_WHAT THE TASK REQUIRES_
Take from the data every line in which the word "below" is found.

_SUPPLIED DATA_
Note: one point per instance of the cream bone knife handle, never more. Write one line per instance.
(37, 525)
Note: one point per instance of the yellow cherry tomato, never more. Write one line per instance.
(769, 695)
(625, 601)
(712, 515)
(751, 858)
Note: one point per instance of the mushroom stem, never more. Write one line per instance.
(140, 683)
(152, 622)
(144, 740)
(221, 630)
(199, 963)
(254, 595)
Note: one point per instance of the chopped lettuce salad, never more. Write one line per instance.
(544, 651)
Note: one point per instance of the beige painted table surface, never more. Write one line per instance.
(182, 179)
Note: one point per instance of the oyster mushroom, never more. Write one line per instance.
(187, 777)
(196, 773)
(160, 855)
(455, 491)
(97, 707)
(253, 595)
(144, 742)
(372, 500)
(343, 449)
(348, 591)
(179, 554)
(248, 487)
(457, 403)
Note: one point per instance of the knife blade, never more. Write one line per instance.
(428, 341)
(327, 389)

* * *

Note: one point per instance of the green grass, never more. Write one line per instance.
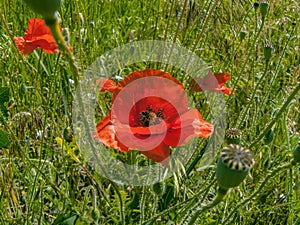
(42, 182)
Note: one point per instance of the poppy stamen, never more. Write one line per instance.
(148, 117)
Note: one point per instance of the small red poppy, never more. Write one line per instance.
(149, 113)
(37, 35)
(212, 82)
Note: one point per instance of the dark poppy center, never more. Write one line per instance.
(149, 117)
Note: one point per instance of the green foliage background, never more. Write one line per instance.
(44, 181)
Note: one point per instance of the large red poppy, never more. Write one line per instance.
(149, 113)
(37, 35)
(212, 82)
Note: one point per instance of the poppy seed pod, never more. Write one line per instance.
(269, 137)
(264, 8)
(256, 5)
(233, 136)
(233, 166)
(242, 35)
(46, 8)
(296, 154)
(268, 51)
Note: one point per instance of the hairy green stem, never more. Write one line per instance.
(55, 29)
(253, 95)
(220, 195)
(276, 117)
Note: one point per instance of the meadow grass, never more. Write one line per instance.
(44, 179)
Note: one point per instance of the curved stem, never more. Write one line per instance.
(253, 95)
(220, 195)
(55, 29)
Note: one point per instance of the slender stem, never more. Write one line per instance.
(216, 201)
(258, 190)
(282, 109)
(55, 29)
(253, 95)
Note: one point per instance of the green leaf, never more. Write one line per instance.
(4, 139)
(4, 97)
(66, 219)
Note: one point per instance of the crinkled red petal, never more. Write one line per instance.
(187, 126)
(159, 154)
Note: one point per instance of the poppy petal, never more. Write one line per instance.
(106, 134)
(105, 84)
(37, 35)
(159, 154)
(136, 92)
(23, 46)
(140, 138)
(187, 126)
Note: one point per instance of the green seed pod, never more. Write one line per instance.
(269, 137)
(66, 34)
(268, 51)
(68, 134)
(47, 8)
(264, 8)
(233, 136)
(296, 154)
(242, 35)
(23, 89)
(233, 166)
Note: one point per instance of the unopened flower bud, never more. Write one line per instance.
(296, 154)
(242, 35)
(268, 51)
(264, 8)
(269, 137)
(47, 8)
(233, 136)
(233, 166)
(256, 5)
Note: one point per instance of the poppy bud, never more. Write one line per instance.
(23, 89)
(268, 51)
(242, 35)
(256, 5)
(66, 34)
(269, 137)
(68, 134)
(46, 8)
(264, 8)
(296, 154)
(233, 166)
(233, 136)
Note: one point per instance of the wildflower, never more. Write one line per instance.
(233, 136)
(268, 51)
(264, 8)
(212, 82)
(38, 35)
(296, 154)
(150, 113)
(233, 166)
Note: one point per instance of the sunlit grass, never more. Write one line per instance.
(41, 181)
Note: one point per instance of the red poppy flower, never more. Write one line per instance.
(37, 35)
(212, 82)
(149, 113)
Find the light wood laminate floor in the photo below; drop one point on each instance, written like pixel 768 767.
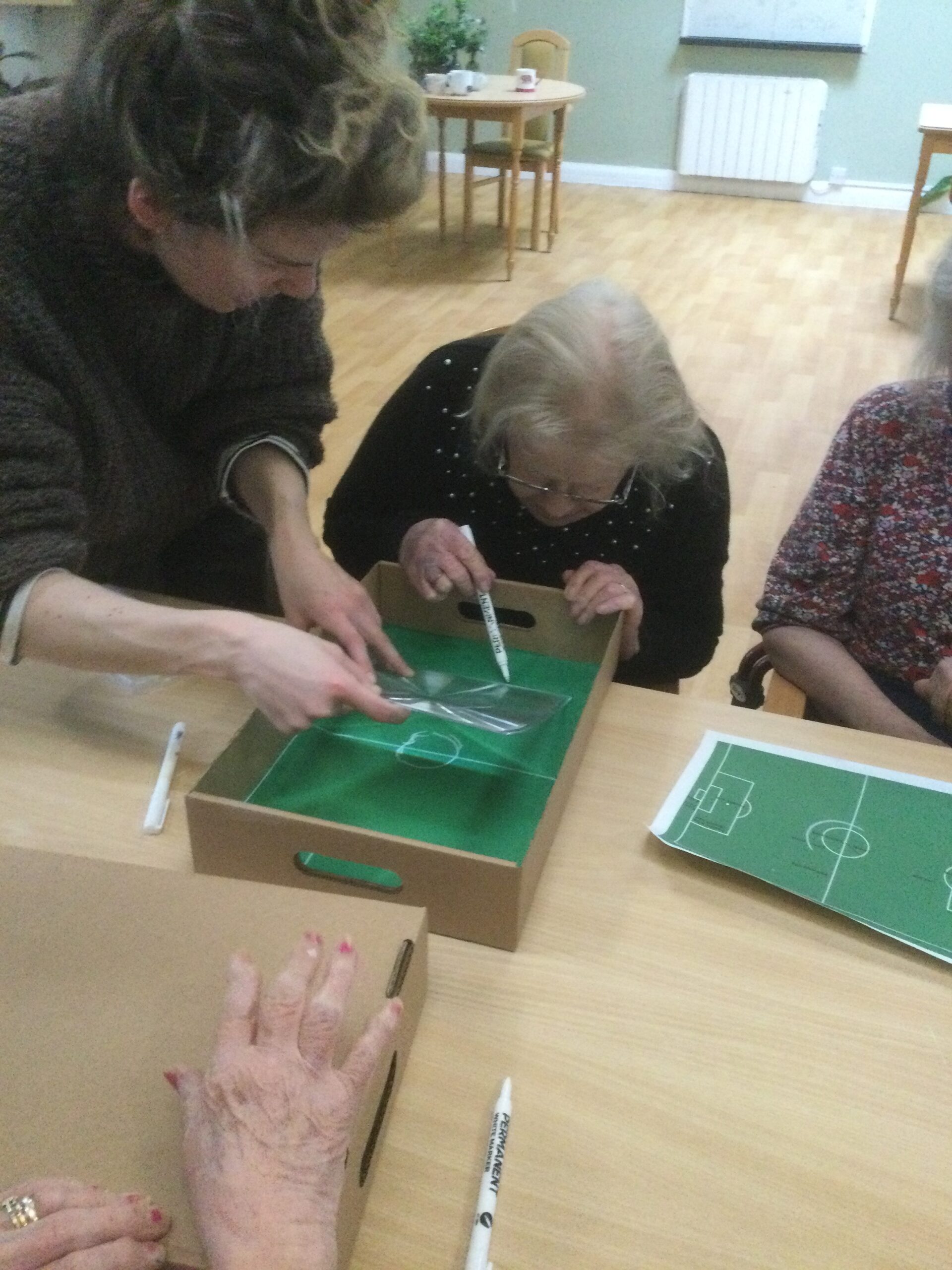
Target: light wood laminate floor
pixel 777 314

---

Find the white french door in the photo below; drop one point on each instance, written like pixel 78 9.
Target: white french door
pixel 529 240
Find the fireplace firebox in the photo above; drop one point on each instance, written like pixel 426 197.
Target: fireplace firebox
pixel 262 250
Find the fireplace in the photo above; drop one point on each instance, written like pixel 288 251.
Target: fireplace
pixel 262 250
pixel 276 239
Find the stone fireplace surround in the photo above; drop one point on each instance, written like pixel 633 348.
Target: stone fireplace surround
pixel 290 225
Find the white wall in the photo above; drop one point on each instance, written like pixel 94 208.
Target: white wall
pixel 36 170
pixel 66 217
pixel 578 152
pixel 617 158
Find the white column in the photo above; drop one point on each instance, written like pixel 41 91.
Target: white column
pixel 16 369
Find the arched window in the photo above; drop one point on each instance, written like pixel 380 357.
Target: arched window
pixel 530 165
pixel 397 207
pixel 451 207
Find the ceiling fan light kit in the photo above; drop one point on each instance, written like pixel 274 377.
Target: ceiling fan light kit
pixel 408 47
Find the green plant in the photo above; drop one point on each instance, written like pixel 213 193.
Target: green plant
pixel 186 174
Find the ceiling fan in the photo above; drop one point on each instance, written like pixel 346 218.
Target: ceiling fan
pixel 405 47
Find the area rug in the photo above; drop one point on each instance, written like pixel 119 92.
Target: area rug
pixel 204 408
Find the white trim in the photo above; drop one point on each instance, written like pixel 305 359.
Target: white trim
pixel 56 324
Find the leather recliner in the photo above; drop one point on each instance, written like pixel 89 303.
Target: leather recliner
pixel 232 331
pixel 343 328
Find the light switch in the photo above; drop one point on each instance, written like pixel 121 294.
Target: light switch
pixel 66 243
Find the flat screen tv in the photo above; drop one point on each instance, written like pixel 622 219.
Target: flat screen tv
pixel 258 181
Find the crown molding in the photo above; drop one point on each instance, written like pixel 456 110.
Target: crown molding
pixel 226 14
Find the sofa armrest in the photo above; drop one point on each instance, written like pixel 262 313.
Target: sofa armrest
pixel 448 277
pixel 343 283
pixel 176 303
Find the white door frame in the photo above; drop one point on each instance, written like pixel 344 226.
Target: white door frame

_FINISHED TASK_
Find the light wood laminate floor in the photo below; drop one point on each instance, written like pixel 768 767.
Find the white french door in the photo below; drop one point on each instance, written like pixel 78 9.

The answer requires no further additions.